**WHAT YOU HAVE TO DO:**
Repeat the data word for word. Do not include the pictures.

^^^^^^^^^^^^^^^^

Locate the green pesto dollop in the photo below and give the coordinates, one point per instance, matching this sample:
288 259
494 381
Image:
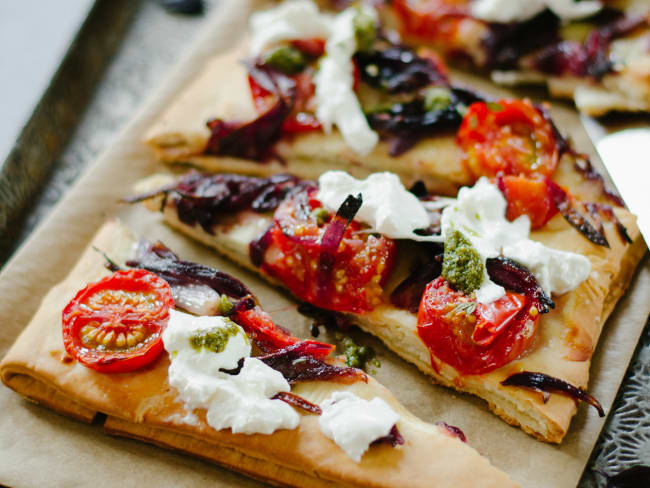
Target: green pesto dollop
214 339
357 356
287 59
321 215
225 305
462 266
365 30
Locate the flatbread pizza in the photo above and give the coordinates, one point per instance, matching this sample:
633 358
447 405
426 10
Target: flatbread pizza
181 355
593 52
416 271
288 100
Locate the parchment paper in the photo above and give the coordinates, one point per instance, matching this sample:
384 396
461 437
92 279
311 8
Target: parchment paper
40 448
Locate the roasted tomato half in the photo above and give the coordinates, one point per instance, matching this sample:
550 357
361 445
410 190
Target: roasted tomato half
301 119
527 196
510 137
362 263
115 324
475 338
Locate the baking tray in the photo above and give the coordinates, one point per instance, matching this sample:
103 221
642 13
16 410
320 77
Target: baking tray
59 221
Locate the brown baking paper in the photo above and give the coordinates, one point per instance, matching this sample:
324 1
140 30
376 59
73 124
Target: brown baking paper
41 448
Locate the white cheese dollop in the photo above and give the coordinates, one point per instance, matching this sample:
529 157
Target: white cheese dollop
336 102
298 19
241 402
520 10
387 207
354 423
197 299
480 215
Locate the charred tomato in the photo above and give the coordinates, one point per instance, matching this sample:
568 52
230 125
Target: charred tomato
527 196
361 266
475 338
511 137
115 324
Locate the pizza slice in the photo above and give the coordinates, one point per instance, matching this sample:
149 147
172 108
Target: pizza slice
594 52
181 355
459 287
288 100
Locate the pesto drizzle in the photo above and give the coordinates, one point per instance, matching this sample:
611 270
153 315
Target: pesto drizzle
462 266
214 339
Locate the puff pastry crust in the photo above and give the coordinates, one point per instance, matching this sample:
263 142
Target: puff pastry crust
566 337
142 405
221 91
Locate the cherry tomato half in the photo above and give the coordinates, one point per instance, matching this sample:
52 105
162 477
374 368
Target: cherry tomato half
527 196
511 137
480 341
363 261
115 324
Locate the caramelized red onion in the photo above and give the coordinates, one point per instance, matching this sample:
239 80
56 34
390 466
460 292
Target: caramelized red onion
404 124
298 402
545 383
331 240
513 276
408 294
296 364
159 259
590 58
567 207
257 247
203 198
254 139
398 69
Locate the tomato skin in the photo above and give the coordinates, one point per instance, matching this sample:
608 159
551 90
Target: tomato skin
510 137
260 327
449 335
363 261
527 196
88 308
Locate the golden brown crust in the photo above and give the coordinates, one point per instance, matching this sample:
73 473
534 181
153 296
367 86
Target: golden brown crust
566 338
143 405
221 91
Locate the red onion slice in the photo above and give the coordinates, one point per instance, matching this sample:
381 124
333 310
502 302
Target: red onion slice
566 207
298 402
330 243
544 382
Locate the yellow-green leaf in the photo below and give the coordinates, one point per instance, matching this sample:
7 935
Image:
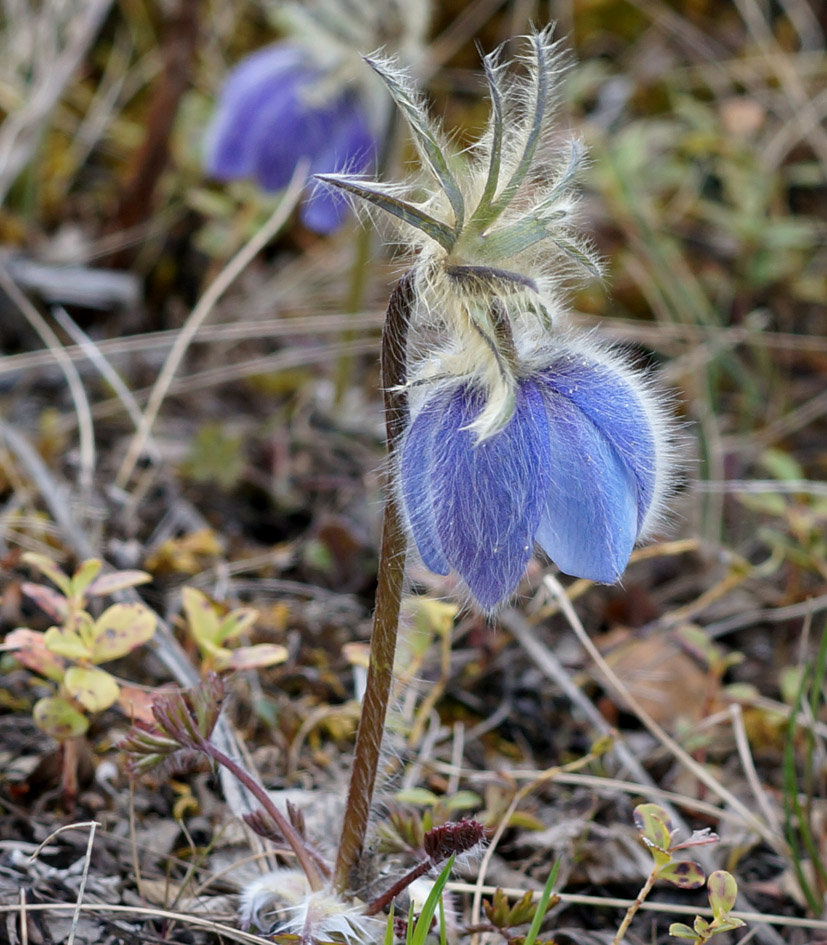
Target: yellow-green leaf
252 657
654 825
66 643
120 629
682 873
49 569
679 930
59 718
235 623
201 616
83 577
29 647
94 689
723 891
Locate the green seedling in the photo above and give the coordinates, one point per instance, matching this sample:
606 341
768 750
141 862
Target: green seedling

^^^^^^^^^^^^^^^^

**CORRECT ANSWER:**
Locate the green pesto dollop in the photo below and give the coordinates, one point per instance, matching this sample:
288 259
494 381
Image:
Target: green pesto dollop
214 339
357 356
287 59
321 215
225 305
462 266
365 30
Locate the flatbread pizza in the photo above and give the coordinates, one point per instance, matching this sample:
633 358
447 405
426 10
Target: flatbread pizza
181 355
593 52
416 271
288 100
Locate the parchment paper in the photo above and give the coordinates, one point per instance, matching this sample:
384 396
461 437
92 279
311 8
Target: parchment paper
40 448
Locate the roasted tomato half in the photo above and give the coordinates, one point per instance, matching this sample:
550 357
361 445
410 190
Target: roasted tomato half
301 119
527 196
510 137
362 263
115 324
475 338
Locate the baking tray in the photo above and give the coordinates, one point per instance, matching this sample:
103 221
642 13
16 410
320 77
Target: baking tray
59 221
Locate the brown baking paper in the photo above and give the coordinates, one point per instance, matching this sample:
324 1
140 30
376 59
73 124
Target: brown baking paper
41 448
Locate the white cheese dollop in the photo above and give the coordinates, one point per instance, matching this sample:
529 157
Target: white cheese dollop
336 102
298 19
241 402
520 10
387 207
354 423
197 299
480 215
Locate the charred tomato in the photo above and give the coordinates, one point per instance, matching this sample:
568 52
230 125
Target: charred tomato
527 196
361 266
475 338
511 137
115 324
Locate the pizza slice in the photo above and give the coordinates, one point per instance, matching this sample:
149 147
172 108
Target: pizza slice
594 52
181 355
459 287
288 100
Locate the pesto drizzle in the photo above and give the coordinates, one point per instance, matching this sample:
611 270
153 315
Target: pesto drizzle
462 266
214 339
Locate the puff pastry crust in the photo above and give the coordinates, one point per instance, matching this sample:
263 142
Target: puff pastry crust
566 337
142 405
221 91
Locate the cherry tomato half in the photo above and give the coordinates, one point per instance, matching this sample:
52 105
162 477
374 368
Target: cherry tomato half
527 196
511 137
480 341
363 261
115 324
Locate the caramelized red onion in the photo above and give the coordinates, one point per instance, matching this sample:
239 80
56 34
390 466
460 292
Target: caramelized red onion
404 124
298 402
545 383
331 240
513 276
408 294
296 364
159 259
590 58
567 207
257 247
203 198
254 139
398 69
Locate the tomato skin in the photo above and give the coordinates, one point per instance, matching this sample:
608 159
551 90
Target: tomato skin
510 137
260 327
449 335
363 261
527 196
88 308
Locate the golden brown crust in the photo above and give the coordinates, one point per instance, matching this sample:
73 473
534 181
153 296
367 86
Target: golden brown crust
566 338
143 405
221 91
Locate the red onion slice in the photo above and give the coordinates, one point per instance, matching this sample:
381 124
333 310
502 302
Target: red onion slice
566 207
298 402
330 243
544 382
Locate the yellow-green leaf in the photo below and give the coordinates, one point per instance, matching this sample:
7 935
Image:
Target: yellow-green leaf
252 657
654 825
66 643
120 629
682 873
49 569
679 930
59 718
235 623
201 616
83 577
29 647
94 689
723 891
Locate the green seedling in the photo above and give the coordinates, one point per instance, matching this sample:
606 341
768 750
141 862
Target: green seedling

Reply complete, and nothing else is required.